▶ _Documento di partenza_

==========

Ad oltre un anno dalla sua comparsa, la variante Omicron risulta ancora predominante al 99,8%. Tuttavia, non è solo la sottovariante Ba.5 a preoccupare, come indicano i dati dell’Istituto Superiore di Sanità.
Rispetto alle indagini dei mesi scorsi, infatti, si registra una crescita sempre più elevata di altre due sottovarianti. La Bq.1, nota come Cerberus e Gryphon o XBB.
Cerberus è stata già rilevata in un terzo del totale dei campioni sequenziati, circa il 30,7%, e negli Stati Uniti risulta essere già responsabile di oltre la metà dei contagi. Più contenuta la diffusione di Gryphon, che invece ha toccato una prevalenza del 2,4%. Secondo l’Iss si tratta di mutazioni da monitorare con attenzione perché a maggiore trasmissibilità e con potenziale evasione della risposta immunitaria. Insomma Omicron, variante del ceppo originario di Covid-19, continua a originare una lunga serie di sottovarianti: Cerberus in particolare presenta due mutazioni sulla cosiddetta proteina spike, il principale meccanismo che il virus utilizza per infettare le cellule bersaglio.
I sintomi
Al momento non ci sono dati che indicano una maggiore pericolosità di Cerberus e Gryphon: come le altre versioni precedenti di Omicron, sembrano colpire soprattutto le alte vie respiratorie, con sintomi simil-influenzali, come congestione nasale, mal di gola, forti mal di testa, tosse, febbre e dolori muscolari. In alcuni casi sono stati rilevati anche disturbi intestinali e più raramente difficoltà a respirare e alterazione del ritmo cardiaco.

==========

▶ _Dati da esaminare_
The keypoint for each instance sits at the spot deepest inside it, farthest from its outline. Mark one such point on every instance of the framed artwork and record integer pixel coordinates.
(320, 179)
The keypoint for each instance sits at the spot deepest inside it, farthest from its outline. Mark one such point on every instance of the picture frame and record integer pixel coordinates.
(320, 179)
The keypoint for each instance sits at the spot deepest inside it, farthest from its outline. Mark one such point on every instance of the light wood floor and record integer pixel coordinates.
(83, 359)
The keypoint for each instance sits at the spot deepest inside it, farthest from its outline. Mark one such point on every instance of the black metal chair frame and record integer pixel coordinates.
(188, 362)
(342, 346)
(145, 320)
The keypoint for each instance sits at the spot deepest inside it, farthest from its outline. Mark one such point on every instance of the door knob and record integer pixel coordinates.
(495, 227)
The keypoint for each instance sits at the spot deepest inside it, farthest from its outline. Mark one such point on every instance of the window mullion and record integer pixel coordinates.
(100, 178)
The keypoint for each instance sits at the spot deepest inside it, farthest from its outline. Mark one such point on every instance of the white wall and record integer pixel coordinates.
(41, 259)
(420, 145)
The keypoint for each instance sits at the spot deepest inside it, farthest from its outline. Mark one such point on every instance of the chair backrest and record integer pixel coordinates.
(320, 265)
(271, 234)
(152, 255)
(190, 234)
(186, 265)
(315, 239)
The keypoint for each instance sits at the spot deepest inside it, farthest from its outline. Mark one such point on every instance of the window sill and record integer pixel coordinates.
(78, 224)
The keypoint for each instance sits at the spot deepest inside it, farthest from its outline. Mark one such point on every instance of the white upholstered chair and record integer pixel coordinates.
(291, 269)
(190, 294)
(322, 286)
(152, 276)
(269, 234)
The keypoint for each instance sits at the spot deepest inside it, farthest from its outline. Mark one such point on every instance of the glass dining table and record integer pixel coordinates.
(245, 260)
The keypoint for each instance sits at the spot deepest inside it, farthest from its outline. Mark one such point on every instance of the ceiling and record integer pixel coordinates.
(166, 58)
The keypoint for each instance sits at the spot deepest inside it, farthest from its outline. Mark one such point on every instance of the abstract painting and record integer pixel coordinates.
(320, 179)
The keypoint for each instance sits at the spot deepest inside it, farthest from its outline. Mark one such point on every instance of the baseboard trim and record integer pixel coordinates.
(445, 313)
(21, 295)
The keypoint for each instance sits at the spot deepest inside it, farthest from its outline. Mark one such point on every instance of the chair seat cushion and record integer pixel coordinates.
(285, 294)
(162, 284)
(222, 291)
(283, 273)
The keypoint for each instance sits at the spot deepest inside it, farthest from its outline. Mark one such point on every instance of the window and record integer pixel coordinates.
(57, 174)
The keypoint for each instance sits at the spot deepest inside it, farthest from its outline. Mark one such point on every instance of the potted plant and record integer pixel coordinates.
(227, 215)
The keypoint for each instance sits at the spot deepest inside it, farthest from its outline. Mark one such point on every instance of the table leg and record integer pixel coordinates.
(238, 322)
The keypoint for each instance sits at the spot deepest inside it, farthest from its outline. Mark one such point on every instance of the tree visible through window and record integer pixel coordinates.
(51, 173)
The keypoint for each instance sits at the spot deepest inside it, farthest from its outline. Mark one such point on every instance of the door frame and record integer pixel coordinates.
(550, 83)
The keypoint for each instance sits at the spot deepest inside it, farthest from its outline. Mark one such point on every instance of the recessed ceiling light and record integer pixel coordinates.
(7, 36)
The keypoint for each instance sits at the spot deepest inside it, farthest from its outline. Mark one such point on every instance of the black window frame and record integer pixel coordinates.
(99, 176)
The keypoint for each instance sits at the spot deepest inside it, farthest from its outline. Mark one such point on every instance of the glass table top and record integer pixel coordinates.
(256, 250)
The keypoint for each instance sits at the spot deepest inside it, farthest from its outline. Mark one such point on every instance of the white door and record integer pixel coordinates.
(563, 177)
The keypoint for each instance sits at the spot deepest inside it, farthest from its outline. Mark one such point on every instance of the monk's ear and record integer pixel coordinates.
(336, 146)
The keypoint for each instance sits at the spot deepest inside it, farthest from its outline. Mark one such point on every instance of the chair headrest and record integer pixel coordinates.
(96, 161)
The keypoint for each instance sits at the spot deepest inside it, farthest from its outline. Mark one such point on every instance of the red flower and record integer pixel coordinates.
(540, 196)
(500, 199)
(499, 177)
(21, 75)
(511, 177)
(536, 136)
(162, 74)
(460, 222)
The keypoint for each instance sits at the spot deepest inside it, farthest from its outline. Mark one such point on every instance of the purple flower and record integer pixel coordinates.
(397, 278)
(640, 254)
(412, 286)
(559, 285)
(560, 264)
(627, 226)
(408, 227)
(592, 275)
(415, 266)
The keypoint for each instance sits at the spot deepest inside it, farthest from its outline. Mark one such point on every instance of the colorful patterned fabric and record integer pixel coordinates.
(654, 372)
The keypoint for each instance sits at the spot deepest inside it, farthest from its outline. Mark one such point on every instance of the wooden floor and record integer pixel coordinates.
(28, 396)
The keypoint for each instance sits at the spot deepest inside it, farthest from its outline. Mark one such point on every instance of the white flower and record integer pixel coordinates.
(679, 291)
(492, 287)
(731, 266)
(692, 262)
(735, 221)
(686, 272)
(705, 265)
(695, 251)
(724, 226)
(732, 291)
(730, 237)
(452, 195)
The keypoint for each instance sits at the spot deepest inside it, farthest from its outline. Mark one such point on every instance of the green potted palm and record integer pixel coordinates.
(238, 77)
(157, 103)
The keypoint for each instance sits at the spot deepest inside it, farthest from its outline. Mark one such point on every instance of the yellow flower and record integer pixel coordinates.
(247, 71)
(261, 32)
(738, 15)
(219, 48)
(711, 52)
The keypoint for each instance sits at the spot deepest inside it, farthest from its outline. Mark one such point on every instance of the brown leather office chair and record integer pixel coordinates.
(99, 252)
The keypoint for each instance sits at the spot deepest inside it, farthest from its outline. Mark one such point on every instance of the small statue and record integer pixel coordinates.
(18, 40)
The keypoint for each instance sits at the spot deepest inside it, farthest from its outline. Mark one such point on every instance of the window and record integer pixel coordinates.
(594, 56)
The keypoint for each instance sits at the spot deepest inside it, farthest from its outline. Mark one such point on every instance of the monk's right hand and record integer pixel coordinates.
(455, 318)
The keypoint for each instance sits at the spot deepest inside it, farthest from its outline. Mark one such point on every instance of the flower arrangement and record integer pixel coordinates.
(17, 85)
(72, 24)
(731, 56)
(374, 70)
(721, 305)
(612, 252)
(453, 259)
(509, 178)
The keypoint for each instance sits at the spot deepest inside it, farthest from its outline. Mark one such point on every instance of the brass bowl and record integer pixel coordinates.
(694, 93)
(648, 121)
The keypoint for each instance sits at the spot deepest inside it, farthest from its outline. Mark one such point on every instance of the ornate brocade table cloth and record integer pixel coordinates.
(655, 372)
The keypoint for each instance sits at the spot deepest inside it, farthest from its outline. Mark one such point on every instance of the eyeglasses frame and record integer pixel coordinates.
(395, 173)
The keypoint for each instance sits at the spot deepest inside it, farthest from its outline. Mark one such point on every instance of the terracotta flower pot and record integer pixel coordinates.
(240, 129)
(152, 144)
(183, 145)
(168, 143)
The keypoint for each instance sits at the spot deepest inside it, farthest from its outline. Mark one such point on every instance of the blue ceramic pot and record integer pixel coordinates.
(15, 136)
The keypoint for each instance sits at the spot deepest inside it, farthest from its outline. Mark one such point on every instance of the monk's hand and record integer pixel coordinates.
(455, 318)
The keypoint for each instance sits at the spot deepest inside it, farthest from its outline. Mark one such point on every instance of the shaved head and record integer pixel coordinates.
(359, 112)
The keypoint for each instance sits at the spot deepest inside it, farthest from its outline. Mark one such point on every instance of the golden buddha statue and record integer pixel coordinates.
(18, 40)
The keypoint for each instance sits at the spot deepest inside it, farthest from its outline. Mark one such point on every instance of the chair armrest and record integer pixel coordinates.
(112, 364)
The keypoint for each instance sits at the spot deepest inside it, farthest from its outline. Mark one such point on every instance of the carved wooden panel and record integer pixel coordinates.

==========

▶ _Quesito A_
Nel testo sulle sottovarianti di Omicron, quale prevalenza ha toccato Gryphon?
▶ _Quesito B_
Scrivi per favore il seguito del testo sulle sottovarianti di Omicron, partendo dopo la sua ultima frase.
L'elenco non ha nulla a che vedere con il testo sulle sottovarianti di Omicron.

▶ _Risposta A_
Gryphon ha toccato una prevalenza del 2,4%.

▶ _Risposta B_
Cerberus e Gryphon: sottovarianti immunoevasive
Entrambe sembrano essere più immunoevasive, ossia in grado di superare più facilmente le difese immunitarie delle persone. Il rischio di reinfezione appare dunque più elevato. Il consiglio dei medici è quello di procedere al tampone di controllo già alle prime avvisaglie, in modo da appurare se si tratti di Covid o meno, e non aspettare che si presenti la febbre, in molti casi superiore ai 38 gradi.
I vaccini funzionano contro le nuove sottovarianti?
I risultati degli studi condotti sui soggetti anche hanno ricevuto la seconda dose booster indicano che i loro anticorpi sono in grado di neutralizzare meglio queste nuove sottovarianti, a differenza degli anticorpi prodotti dal primo vaccino anti Covid. Il che non significa che azzerino la possibilità di contrarre il virus, ma che ne possano impedire uno sviluppo in forma grave.